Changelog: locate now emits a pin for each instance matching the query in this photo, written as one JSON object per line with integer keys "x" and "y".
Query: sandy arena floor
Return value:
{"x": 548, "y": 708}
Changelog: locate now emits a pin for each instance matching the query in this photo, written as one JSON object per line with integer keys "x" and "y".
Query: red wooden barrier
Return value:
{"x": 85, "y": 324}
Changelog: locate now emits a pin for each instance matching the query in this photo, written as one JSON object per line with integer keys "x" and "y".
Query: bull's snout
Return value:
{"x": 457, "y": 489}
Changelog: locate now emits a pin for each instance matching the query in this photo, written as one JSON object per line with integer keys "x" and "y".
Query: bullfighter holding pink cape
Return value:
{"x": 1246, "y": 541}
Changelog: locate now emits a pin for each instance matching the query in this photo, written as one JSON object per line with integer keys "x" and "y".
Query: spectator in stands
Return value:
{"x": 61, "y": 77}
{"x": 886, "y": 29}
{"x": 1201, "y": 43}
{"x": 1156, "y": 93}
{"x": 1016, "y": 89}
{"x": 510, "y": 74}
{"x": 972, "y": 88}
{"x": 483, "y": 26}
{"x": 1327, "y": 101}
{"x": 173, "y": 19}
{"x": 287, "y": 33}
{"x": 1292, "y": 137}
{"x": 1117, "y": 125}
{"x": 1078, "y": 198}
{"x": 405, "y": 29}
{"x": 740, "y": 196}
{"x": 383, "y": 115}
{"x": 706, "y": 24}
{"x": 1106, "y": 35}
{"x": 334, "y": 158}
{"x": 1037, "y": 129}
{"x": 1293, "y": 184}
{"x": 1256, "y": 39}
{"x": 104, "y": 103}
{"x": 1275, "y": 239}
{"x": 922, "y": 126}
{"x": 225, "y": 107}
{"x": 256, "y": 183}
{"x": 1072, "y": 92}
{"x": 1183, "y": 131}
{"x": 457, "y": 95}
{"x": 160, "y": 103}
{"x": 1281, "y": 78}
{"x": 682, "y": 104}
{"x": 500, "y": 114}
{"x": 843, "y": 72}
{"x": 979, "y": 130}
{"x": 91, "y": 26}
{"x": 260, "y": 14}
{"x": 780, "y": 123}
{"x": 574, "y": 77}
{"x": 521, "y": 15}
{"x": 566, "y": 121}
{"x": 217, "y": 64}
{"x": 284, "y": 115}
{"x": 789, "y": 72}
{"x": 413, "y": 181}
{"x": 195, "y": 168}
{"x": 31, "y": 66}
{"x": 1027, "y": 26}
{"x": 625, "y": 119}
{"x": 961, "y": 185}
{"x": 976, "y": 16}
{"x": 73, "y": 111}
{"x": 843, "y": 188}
· · ·
> HOW TO COMPLETE THIS TASK:
Return the full material unchanged.

> SOLUTION TO THIS TASK:
Changelog: locate now emits a pin for each instance matching the query in this photo, written as one JSON object per line with integer keys "x" and "y".
Query: sandy arena floor
Return value:
{"x": 548, "y": 708}
Changelog: locate now emits a pin for each instance matching the query in this photo, written as one JSON object per line with integer keys "x" and "y".
Query: red wooden barrier
Return value:
{"x": 85, "y": 324}
Changelog: locate now emits a pin for each instance matching the query in this photo, written as one JSON object per line with integer keys "x" and "y".
Query: bull's snout
Return value:
{"x": 457, "y": 489}
Changelog: locate now emits a pin for each instance matching the query in this photo, written as one JSON object per line with integer keys "x" and "y".
Query: bullfighter holding pink cape
Return value:
{"x": 1246, "y": 541}
Changelog: locate now emits a pin for each instance matching the query in this photo, written as one JSON object per line with integer keys "x" and "y".
Query: spectator in stands
Return value:
{"x": 61, "y": 77}
{"x": 886, "y": 29}
{"x": 1201, "y": 43}
{"x": 1156, "y": 93}
{"x": 1016, "y": 89}
{"x": 510, "y": 74}
{"x": 972, "y": 88}
{"x": 483, "y": 26}
{"x": 1327, "y": 101}
{"x": 173, "y": 19}
{"x": 287, "y": 33}
{"x": 1292, "y": 137}
{"x": 1117, "y": 125}
{"x": 1078, "y": 198}
{"x": 405, "y": 29}
{"x": 740, "y": 196}
{"x": 383, "y": 115}
{"x": 706, "y": 24}
{"x": 1106, "y": 35}
{"x": 334, "y": 158}
{"x": 1037, "y": 129}
{"x": 1293, "y": 184}
{"x": 1256, "y": 39}
{"x": 104, "y": 103}
{"x": 1275, "y": 239}
{"x": 922, "y": 126}
{"x": 225, "y": 107}
{"x": 256, "y": 183}
{"x": 1072, "y": 92}
{"x": 1183, "y": 131}
{"x": 457, "y": 95}
{"x": 160, "y": 103}
{"x": 1281, "y": 78}
{"x": 682, "y": 104}
{"x": 500, "y": 114}
{"x": 843, "y": 72}
{"x": 979, "y": 130}
{"x": 91, "y": 26}
{"x": 260, "y": 14}
{"x": 780, "y": 123}
{"x": 574, "y": 77}
{"x": 521, "y": 15}
{"x": 566, "y": 121}
{"x": 217, "y": 64}
{"x": 284, "y": 115}
{"x": 789, "y": 72}
{"x": 413, "y": 181}
{"x": 195, "y": 168}
{"x": 31, "y": 66}
{"x": 1027, "y": 26}
{"x": 625, "y": 119}
{"x": 961, "y": 185}
{"x": 976, "y": 16}
{"x": 73, "y": 111}
{"x": 843, "y": 188}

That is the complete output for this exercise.